▶ **Task goal**: Output the records again verbatim.

▶ **Information given**:
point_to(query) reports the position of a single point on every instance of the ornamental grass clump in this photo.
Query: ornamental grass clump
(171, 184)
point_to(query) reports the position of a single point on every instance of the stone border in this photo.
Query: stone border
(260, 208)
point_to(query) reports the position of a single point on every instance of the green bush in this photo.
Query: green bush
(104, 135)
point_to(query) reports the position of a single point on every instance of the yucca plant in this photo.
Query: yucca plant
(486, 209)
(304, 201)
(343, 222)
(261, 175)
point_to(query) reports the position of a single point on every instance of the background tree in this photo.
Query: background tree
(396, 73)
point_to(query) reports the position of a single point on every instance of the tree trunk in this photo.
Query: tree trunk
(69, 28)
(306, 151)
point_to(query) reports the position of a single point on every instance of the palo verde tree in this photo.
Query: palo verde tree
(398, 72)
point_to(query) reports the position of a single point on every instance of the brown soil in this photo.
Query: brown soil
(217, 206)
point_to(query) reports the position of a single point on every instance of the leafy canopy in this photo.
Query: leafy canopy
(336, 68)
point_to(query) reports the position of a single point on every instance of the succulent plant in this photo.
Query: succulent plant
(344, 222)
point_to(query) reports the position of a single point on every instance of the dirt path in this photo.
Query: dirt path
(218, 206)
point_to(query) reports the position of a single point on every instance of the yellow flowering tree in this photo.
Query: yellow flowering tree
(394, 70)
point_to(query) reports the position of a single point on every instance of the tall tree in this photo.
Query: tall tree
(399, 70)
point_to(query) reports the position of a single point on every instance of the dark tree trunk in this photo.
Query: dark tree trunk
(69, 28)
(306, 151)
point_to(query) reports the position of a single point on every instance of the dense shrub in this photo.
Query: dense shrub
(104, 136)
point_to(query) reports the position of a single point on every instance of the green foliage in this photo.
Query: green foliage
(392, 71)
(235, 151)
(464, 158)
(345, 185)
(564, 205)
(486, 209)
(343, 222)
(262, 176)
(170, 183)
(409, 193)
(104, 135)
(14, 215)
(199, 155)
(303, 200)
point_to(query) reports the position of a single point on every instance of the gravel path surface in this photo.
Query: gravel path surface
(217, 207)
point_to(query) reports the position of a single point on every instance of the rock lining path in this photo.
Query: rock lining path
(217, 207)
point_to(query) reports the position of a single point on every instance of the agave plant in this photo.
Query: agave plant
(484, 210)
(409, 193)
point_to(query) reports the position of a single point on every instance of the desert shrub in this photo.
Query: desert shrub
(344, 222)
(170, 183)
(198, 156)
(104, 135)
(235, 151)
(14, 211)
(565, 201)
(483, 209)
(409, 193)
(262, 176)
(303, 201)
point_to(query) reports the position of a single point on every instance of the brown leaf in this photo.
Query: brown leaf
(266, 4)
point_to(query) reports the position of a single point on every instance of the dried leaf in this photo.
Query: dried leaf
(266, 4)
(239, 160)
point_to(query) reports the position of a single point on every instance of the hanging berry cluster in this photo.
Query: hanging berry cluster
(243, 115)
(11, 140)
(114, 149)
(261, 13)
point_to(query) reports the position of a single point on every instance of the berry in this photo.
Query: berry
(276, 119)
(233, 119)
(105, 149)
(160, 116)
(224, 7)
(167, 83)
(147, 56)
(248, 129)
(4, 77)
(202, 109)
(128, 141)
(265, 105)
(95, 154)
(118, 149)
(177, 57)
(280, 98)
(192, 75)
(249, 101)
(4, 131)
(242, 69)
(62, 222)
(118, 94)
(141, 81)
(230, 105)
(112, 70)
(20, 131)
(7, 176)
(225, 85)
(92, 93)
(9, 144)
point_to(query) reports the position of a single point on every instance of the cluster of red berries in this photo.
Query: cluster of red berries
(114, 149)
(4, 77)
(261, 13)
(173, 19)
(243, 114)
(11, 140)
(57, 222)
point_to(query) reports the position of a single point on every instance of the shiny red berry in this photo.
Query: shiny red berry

▶ **Problem solution**:
point_to(query) reports the position of a single point on every instance of the ornamental grass clump in this photo.
Query: ornamental grass clump
(171, 184)
point_to(query) reports the position of a single point on every instance of the stone border in this photo.
Query: stone border
(260, 208)
point_to(query) reports the position of a single point on every instance of the green bush in this photo.
Query: green bush
(104, 135)
point_to(query) reports the position of a single point on every instance of the yucca plant in this photo.
Query: yucca plant
(486, 209)
(304, 201)
(343, 222)
(261, 175)
point_to(query) reports the position of a single point on every instance of the background tree in this photo.
Query: background tree
(396, 73)
point_to(query) reports the position of a single point on every instance of the tree trunk in this photo.
Query: tree trunk
(69, 28)
(306, 151)
point_to(query) reports the position of a single point on every instance of the palo verde tree in this photo.
Query: palo verde tree
(398, 72)
point_to(query) reports the position of a single point on every instance of the brown soil in this photo.
Query: brown soil
(217, 206)
point_to(query) reports the position of a single point on every instance of the leafy canopy in this photo.
Query: leafy canopy
(336, 68)
point_to(query) reports the position of a single point on every instance of the succulent plant in this photo.
Query: succulent plant
(344, 222)
point_to(query) reports the position of a single point on every instance of the dirt path in this photo.
Query: dirt path
(218, 206)
point_to(query) reports the position of a single point on every instance of the yellow flowering tree in this photo.
Query: yellow flowering tree
(394, 70)
point_to(query) reports the position of a single point on every instance of the tall tree in this photo.
Query: tall tree
(399, 70)
point_to(query) reports the position of a single point on every instance of the dark tree trunk in this photo.
Query: dark tree trunk
(69, 28)
(306, 151)
point_to(query) reports the position of a single point on every instance of the dense shrub in this photo.
Query: dense shrub
(104, 136)
point_to(query) reports the position of a single point on every instance of the green foliage in this photo.
Query: green foliage
(392, 71)
(235, 151)
(464, 158)
(345, 185)
(564, 205)
(486, 209)
(343, 222)
(262, 176)
(170, 183)
(409, 193)
(104, 135)
(14, 215)
(199, 155)
(303, 200)
point_to(query) reports the position of a single point on every instance of the gravel path surface in this photo.
Query: gravel path surface
(217, 207)
point_to(query) reports the position of a single point on every instance of the rock lining path in this photo.
Query: rock lining path
(217, 207)
point_to(query) reports the position of a single point on every instance of the agave plant in this photo.
Query: agave plant
(484, 210)
(409, 193)
point_to(query) reports the position of a single point on every instance of the desert shrub in this photo.
Query: desert shrub
(344, 222)
(170, 183)
(198, 156)
(104, 135)
(235, 151)
(14, 211)
(565, 201)
(483, 209)
(409, 193)
(262, 176)
(303, 201)
point_to(query) reports the position of a single point on every instance of the brown leaf in this photo.
Query: brown leaf
(266, 4)
point_to(query) reports the position of a single point on every instance of the dried leaf in this photo.
Query: dried leaf
(266, 4)
(239, 160)
point_to(query) reports the position of a single point on every instance of the hanging berry cluster in this photo.
Query: hanging berry cluster
(243, 115)
(11, 140)
(114, 149)
(261, 13)
point_to(query) reports the position of a single point on every instance of the berry in this photo.
Query: berry
(276, 119)
(233, 119)
(105, 149)
(160, 116)
(224, 7)
(167, 83)
(147, 56)
(248, 129)
(4, 77)
(202, 109)
(128, 141)
(265, 105)
(95, 154)
(118, 149)
(177, 57)
(280, 98)
(192, 75)
(249, 101)
(4, 131)
(242, 69)
(62, 222)
(118, 94)
(141, 81)
(230, 105)
(112, 70)
(20, 131)
(7, 176)
(225, 85)
(92, 93)
(9, 144)
point_to(query) reports the position of a single point on every instance of the cluster of red berries in this photo.
Query: cluster of red berries
(114, 149)
(4, 77)
(261, 13)
(173, 19)
(243, 114)
(11, 140)
(57, 222)
point_to(query) reports the position of a single point on every instance of the shiny red berry in this photo.
Query: shiny red berry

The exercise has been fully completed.